Please write out these items again, substituting "foreground clicks" for every "positive clicks" and keeping everything else unchanged, but without the pictures.

▸ The input:
:::::
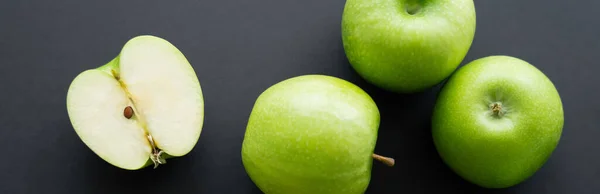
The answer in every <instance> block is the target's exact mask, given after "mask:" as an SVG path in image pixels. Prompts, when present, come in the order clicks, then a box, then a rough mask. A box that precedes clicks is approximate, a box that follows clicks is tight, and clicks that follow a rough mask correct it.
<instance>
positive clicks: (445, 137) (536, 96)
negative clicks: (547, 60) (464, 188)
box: [432, 56, 564, 188]
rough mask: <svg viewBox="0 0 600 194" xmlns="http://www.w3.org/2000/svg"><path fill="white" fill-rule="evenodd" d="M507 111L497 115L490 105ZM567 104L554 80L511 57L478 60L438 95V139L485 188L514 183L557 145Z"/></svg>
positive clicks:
:::::
▸ Response to this task:
The answer in every <instance> block is the target's exact mask, given after "mask:" as an SVG path in image pixels. Prompts, when present, come in the order clicks, then a box, then a rough mask. A box that precedes clicks is approximate, a box that follows clicks is tight, and clicks that follow a rough mask correct it.
<instance>
foreground clicks: (445, 137) (536, 96)
negative clicks: (547, 60) (464, 188)
box: [432, 56, 564, 188]
rough mask: <svg viewBox="0 0 600 194" xmlns="http://www.w3.org/2000/svg"><path fill="white" fill-rule="evenodd" d="M507 111L497 115L490 105ZM567 104L554 80L511 57L478 60L438 95V139L485 188L514 183L557 145Z"/></svg>
foreground clicks:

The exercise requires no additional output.